Copy every record below, exactly as written.
======
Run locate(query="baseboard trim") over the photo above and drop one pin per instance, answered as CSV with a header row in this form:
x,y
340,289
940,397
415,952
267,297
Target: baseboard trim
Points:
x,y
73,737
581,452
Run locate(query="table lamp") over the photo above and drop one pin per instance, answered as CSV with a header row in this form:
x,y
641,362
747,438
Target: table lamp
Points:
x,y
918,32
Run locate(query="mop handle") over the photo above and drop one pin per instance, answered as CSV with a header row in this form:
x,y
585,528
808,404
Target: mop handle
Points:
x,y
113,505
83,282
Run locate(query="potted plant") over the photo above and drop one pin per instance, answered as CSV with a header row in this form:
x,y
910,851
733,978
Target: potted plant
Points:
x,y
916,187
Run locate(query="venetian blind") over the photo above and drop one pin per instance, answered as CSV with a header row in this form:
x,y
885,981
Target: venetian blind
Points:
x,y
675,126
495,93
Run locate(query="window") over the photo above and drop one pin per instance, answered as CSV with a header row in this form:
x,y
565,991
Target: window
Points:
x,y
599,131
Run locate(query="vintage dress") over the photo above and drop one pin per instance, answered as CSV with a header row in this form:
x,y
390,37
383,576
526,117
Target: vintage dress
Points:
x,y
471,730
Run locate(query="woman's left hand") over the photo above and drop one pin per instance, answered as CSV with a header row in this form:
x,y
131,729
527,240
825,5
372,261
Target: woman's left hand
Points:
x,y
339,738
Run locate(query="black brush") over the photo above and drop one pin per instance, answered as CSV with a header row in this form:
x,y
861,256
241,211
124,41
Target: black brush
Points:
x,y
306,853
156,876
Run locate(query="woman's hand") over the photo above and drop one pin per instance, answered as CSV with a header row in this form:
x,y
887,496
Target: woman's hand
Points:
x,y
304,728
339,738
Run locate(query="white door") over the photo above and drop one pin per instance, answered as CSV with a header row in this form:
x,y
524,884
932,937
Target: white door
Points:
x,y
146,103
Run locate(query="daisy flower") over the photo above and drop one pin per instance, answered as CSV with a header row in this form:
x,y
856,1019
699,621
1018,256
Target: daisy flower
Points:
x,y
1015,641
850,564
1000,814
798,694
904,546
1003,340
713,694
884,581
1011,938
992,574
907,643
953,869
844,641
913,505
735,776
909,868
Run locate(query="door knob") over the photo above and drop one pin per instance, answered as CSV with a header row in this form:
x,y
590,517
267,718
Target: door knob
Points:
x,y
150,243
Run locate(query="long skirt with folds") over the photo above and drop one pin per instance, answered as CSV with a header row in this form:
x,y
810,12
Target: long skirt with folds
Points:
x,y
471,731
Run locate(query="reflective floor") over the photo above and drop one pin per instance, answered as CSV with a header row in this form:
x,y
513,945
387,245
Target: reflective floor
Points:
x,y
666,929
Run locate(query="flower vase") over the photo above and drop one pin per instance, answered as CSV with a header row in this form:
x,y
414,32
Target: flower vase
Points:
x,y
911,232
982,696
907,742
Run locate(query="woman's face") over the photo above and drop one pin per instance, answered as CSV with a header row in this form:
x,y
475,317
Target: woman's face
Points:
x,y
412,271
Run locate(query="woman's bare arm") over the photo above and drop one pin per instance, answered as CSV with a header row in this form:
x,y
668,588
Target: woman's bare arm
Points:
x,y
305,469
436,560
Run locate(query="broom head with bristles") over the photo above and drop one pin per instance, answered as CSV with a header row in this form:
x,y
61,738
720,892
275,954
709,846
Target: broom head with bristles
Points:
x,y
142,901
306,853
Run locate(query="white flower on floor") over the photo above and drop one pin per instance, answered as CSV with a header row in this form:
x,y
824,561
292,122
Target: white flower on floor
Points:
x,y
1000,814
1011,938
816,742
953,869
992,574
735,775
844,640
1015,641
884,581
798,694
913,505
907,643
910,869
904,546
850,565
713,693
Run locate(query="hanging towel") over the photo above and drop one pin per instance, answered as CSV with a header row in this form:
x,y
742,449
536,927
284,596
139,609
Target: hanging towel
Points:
======
- **Written solution**:
Run locate(query="baseboard trim") over the photo above and drop one pin per instance, answered as CSV with a header row in this form:
x,y
340,289
940,397
415,952
267,297
Target: baseboard trim
Points:
x,y
73,737
581,452
Run locate(query="table lamp") over the photo above and drop one pin per instance, answered as CSV with a header row in this form:
x,y
641,362
747,438
Target: table lamp
Points:
x,y
918,32
Run locate(query="mop handle") over the photo above and drop one pin per instance, answered as CSV with a header row in this form:
x,y
585,528
808,404
Target: mop handle
Points:
x,y
113,505
83,282
Run locate(query="potted plant") over the photo above and drop one pin per instance, answered as CSV with a header row in this form:
x,y
910,851
733,978
Target: potted plant
Points:
x,y
916,187
Run locate(query="venetian blind") over the photo above and drop one pin per instance, answered as CSV with a header row in this form:
x,y
885,981
Target: venetian blind
Points:
x,y
675,126
495,93
Run locate(query="window") over the photo above and drop one pin per instance, answered as CSV with a header row in this form:
x,y
565,991
Target: window
Points:
x,y
599,131
Run locate(query="vintage dress") over the photo above and drop one pin per instance, answered as CSV with a header row in this form:
x,y
390,37
383,576
526,117
Target: vintage dress
Points:
x,y
471,730
Run locate(query="woman's left hand") over the photo above and drop one pin per instance, answered as CSV with a header row in this form:
x,y
131,729
527,240
825,5
372,261
Target: woman's left hand
Points:
x,y
339,738
Run locate(query="black brush") over the photo above and drop one pin per instance, answered as CSV with a header row in this form:
x,y
861,256
241,211
124,41
Target: black brush
Points:
x,y
306,853
156,876
Run locate(query="woman's hand") over the photo above and drop one pin per instance, answered as CSV with a header row in this form:
x,y
887,496
Target: woman's hand
Points:
x,y
304,728
339,738
Run locate(query="white door") over the photo above and drop one pin per instance, answered as CSV with a header row in this form:
x,y
524,884
932,937
Target: white door
Points:
x,y
146,103
Run locate(query="daisy flower") over the photo above and drop one pin per instance, answered as CSV with a header row in this form:
x,y
856,1019
699,621
1018,256
Target: daisy flower
Points:
x,y
1015,641
850,564
1000,814
798,694
904,546
1003,340
713,694
884,581
1011,938
992,574
907,643
953,869
844,641
913,505
735,776
909,868
Run locate(query="door knob") over the photo above and drop one pin per instance, answered as CSV with a header row in this form:
x,y
590,517
267,718
Target: door knob
Points:
x,y
150,243
Run locate(query="long skirt with folds") over the photo above and drop one pin per instance, answered as CSV with a header row in this form:
x,y
810,12
Target: long skirt with folds
Points:
x,y
471,731
Run locate(query="reflective floor") over the photo above and drop one pin per instance, answered as CSV with a header row in this form:
x,y
513,945
387,245
Target: reflective floor
Points:
x,y
666,929
Run locate(query="flower vase") over the photo above and drop one pin per instance, answered as CSV with a header row in this form:
x,y
414,32
Target: flower vase
Points:
x,y
911,232
982,696
907,742
Run locate(query="woman's face") over the photo above and drop one pin per instance, answered as CSV with a header row in this form:
x,y
475,317
Target: woman's face
Points:
x,y
412,271
Run locate(query="woman's bare arm") over the photo above and drop one pin per instance, answered as CSV with a header row in this form:
x,y
668,588
Target: woman's bare arm
Points:
x,y
305,469
436,560
Run locate(query="broom head with bristles") over the photo above and drop one pin per instance, answered as CSV with a header row in this form:
x,y
61,738
720,892
275,954
709,846
Target: broom head with bristles
Points:
x,y
142,901
306,853
Run locate(query="white flower on floor") over the photo above and drop one pin per instance, answered as CSV with a header row in this form:
x,y
824,561
292,122
Target: white flower on floor
Points:
x,y
1000,814
1011,938
816,742
953,869
992,574
735,775
844,640
1015,641
884,581
798,694
913,505
907,643
910,869
904,546
850,565
713,693
Run locate(query="hanging towel") over the photo above and drop one pin per instance, answered as CSV with a header row in this form:
x,y
742,449
536,927
284,596
139,609
Target: hanging towel
Points:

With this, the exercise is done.